### [Document text]
* begin *
Geekbench 6 results and discussions

mr_roboto · Mar 1, 2023

leman said:
That’s not how it works on Apple Silicon though. Instructions with more complex semantics (op + shift, load pair, increment addressing modes) use multiple execution modes and have longer latency. The instruction latencies are different between instructions as well. I don’t know whether Apple uses micro-ops in their usual definition but there is certainly some sort of operation decomposition going on.

Instruction timing and throughtput: https://dougallj.github.io/applecpu/firestorm-int.html

It isn't too likely that Apple is decoding to multiple micro-ops for most of these. For example, the "OP + SHIFT" patterns generally run at half throughput compared to the plain "OP" version of the same instruction. The complex and expensive way of implementing these that's compatible with the observed half throughput is cracking into two micro-ops. The cheap and easy way is just letting the instruction reside in the normally single-cycle integer ALU for two cycles, non-pipelined. First cycle does the OP computation, second cycle does the shift. The lack of pipelining halves throughput because that ALU has to stall one cycle.

falainber · Mar 1, 2023

Gudi said:
@leman Since you don’t want to answer, why there are no x86 chips in smartwatches, here’s another question: Why didn’t Apple design its own x86 SoC and build it on TSMCs 5nm node? If technically possible this would’ve saved them so much software development costs! Just admit that x86 is inherently energy inefficient. To fix this problem one must cut down the bloated instruction set and voila an ARM processor. 💁

It seems that you are not very familiar with smart phone history. Intel actually did release x86 based processors that were used in Android smartphones. It can be done but there are many challenges that have little to do with the instruction set. Besides, if it was just about instruction set and efficiency, we would all be using Risc-V based devices now.

Sydde · Mar 1, 2023

Looks like Tag Heuer has made an Atom-powered watch. They still make Android watches, but it is not easy to determine if they are still Intel.

falainber said:
if it was just about instruction set and efficiency, we would all be using Risc-V based devices now

What about RISC-V would make it preferable to ARM?
* end *
### [Given material]
* begin *
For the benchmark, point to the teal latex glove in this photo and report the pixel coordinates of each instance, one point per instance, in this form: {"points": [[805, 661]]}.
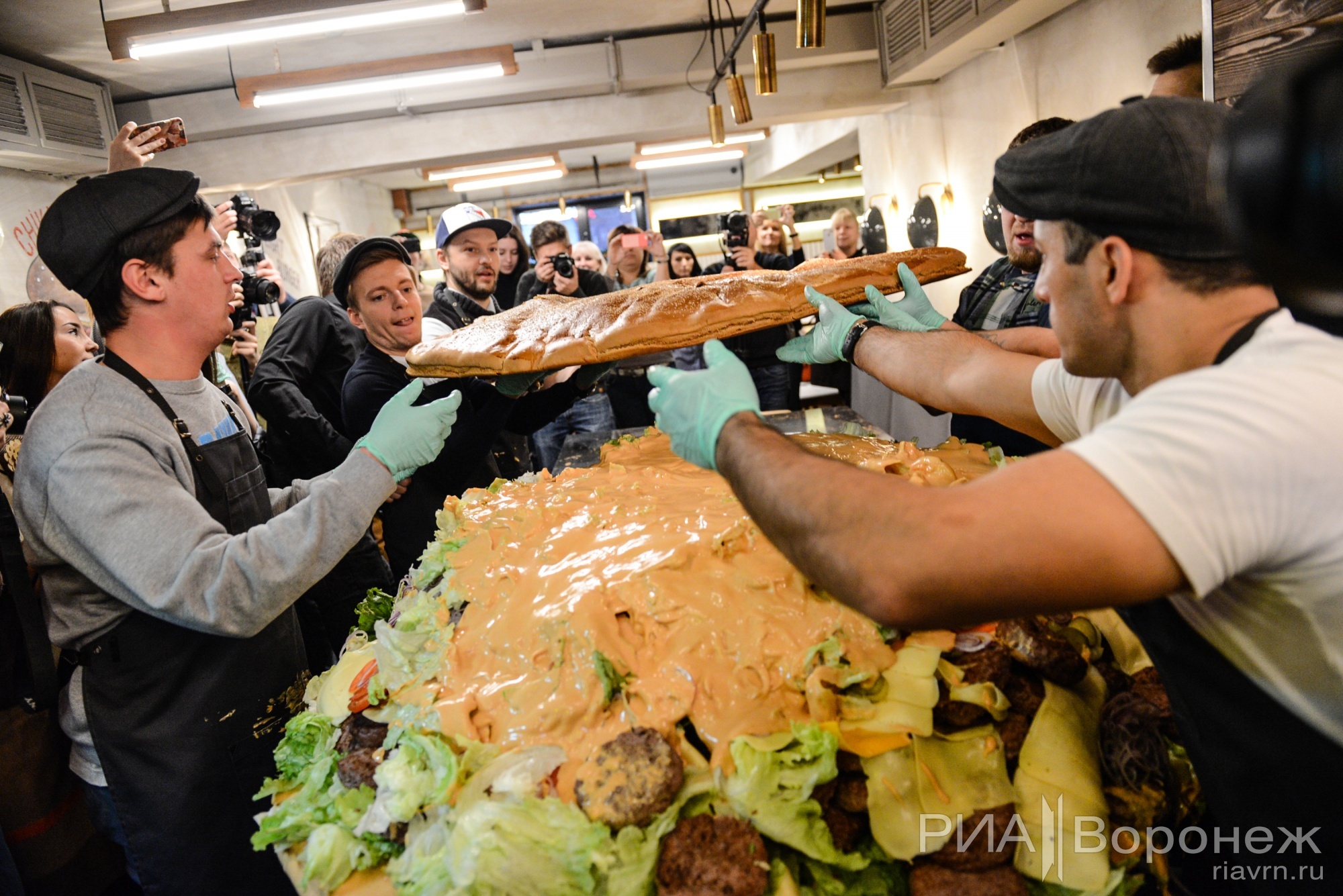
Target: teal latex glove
{"points": [[917, 303], [825, 342], [518, 384], [887, 313], [406, 438], [590, 373], [694, 405]]}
* end *
### [What to produce]
From the forum thread above, output the passage word for word, beginning with the words "mr_roboto · Mar" and ending after the words "decomposition going on.".

### [Finished answer]
mr_roboto · Mar 1, 2023

leman said:
That’s not how it works on Apple Silicon though. Instructions with more complex semantics (op + shift, load pair, increment addressing modes) use multiple execution modes and have longer latency. The instruction latencies are different between instructions as well. I don’t know whether Apple uses micro-ops in their usual definition but there is certainly some sort of operation decomposition going on.